- To do: Gather each line of the listing below that contains the string "with" and copy those lines unchanged. Case counts.

- Source records:
--------------------

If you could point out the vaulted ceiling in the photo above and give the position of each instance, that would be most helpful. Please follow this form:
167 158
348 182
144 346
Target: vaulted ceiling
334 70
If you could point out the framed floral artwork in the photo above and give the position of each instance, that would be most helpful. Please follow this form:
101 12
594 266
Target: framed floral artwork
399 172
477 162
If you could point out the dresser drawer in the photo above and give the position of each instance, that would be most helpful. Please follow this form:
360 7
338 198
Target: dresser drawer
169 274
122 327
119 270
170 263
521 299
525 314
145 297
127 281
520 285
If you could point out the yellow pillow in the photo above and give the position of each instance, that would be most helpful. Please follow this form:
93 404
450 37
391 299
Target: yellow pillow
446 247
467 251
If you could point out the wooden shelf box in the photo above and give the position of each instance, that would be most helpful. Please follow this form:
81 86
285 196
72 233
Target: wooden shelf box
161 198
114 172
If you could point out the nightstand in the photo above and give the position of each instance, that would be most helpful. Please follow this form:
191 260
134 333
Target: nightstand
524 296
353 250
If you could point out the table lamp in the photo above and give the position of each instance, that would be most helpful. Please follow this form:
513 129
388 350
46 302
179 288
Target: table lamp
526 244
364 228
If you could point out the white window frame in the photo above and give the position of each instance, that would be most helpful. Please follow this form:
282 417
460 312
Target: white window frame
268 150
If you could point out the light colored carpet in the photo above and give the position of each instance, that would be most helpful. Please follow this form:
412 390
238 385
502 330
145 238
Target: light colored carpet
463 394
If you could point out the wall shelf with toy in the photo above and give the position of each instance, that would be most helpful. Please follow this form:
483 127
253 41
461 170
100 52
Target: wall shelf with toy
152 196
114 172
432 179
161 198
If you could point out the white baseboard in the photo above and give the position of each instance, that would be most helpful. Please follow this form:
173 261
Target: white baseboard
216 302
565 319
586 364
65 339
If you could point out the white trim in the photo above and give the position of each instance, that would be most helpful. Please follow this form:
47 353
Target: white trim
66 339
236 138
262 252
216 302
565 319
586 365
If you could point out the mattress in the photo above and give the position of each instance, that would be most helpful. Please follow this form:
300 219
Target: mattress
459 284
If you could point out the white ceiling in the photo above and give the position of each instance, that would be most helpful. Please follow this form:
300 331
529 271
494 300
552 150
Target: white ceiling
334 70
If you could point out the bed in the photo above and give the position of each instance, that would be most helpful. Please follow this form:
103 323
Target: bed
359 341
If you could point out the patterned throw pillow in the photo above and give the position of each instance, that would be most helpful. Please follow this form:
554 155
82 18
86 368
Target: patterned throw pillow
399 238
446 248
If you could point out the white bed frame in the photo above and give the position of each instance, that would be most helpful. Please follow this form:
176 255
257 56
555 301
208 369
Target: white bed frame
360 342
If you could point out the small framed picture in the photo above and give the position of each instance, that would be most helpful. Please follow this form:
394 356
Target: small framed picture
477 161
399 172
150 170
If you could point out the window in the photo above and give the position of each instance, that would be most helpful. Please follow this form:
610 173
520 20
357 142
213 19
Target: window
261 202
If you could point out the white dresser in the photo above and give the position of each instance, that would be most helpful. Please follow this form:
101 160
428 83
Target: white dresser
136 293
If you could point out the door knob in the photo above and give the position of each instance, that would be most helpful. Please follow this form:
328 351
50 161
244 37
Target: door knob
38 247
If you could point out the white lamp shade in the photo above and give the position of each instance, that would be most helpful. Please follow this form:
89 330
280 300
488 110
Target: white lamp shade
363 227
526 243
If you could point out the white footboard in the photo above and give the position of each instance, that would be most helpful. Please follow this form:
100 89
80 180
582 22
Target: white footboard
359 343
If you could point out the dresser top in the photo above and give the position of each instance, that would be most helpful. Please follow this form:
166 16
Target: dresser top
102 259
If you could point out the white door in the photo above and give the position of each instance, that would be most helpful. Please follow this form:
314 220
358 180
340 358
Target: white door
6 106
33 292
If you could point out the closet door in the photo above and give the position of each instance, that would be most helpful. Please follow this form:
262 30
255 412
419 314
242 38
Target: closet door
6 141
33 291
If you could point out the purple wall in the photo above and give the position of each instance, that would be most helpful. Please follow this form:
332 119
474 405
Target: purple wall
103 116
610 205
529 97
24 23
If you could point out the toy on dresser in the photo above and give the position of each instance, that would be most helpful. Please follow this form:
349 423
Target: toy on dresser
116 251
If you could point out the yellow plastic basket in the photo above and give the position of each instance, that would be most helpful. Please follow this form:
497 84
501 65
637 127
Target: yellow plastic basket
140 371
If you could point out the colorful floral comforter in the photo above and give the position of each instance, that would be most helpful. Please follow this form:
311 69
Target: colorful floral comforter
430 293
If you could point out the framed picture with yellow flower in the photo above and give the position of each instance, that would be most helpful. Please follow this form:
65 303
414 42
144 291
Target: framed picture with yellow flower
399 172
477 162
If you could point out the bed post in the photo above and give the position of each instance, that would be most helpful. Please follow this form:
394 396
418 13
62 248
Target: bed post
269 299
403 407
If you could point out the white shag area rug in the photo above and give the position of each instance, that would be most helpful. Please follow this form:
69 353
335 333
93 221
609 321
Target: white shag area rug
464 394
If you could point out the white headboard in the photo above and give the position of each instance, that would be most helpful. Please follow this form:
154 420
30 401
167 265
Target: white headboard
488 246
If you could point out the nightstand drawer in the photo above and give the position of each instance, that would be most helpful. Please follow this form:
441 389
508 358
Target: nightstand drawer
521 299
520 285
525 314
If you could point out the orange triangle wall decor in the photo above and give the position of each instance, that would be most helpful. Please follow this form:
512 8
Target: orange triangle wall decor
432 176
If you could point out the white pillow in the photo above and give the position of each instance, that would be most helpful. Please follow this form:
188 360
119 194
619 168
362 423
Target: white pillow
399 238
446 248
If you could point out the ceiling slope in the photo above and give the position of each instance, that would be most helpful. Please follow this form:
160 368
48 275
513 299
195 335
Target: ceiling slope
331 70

--------------------

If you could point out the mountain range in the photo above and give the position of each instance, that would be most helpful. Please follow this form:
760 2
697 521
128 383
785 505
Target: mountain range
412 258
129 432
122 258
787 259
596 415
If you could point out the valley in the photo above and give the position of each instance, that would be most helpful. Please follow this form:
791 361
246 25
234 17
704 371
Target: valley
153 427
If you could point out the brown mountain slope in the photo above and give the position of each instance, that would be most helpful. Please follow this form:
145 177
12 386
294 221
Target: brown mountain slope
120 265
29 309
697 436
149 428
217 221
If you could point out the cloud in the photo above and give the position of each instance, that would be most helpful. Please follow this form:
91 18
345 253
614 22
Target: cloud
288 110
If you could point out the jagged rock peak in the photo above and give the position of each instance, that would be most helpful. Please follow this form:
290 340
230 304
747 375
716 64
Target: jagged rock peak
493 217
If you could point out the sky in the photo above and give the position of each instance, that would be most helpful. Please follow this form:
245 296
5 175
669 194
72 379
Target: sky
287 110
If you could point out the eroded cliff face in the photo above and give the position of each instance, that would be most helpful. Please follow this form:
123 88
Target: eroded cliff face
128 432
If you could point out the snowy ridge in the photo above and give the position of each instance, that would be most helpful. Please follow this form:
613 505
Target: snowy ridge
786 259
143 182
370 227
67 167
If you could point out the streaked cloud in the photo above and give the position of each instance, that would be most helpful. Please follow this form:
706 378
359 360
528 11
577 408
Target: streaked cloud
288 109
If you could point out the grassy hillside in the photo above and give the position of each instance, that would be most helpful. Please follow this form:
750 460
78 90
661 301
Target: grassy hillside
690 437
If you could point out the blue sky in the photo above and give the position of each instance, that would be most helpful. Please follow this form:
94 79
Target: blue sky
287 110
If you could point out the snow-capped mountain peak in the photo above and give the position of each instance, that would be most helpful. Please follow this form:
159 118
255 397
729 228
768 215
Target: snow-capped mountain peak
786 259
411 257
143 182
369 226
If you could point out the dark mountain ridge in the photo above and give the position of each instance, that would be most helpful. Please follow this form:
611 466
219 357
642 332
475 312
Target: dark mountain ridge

--------------------

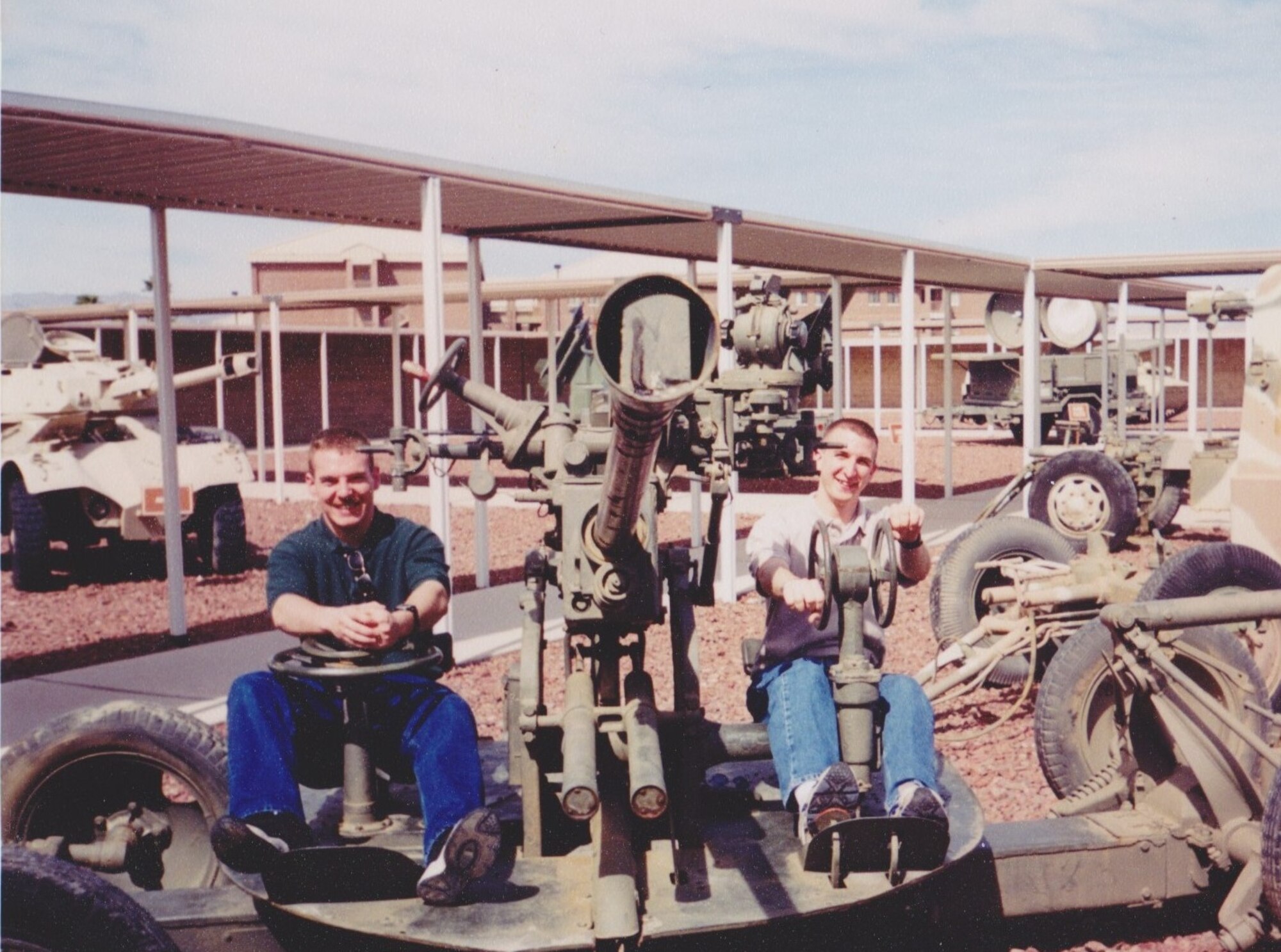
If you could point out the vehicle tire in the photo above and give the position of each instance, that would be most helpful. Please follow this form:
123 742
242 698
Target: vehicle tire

--------------------

- Task answer:
If you could point out the wall shelf with toy in the photo above and give the position of each instance, that would be most helpful. Please follow this form:
Target: wall shelf with toy
If you could point out the framed picture with yellow flower in the photo above and give the position of each instance, that would be most helpful. Please follow this form:
Target: framed picture with yellow flower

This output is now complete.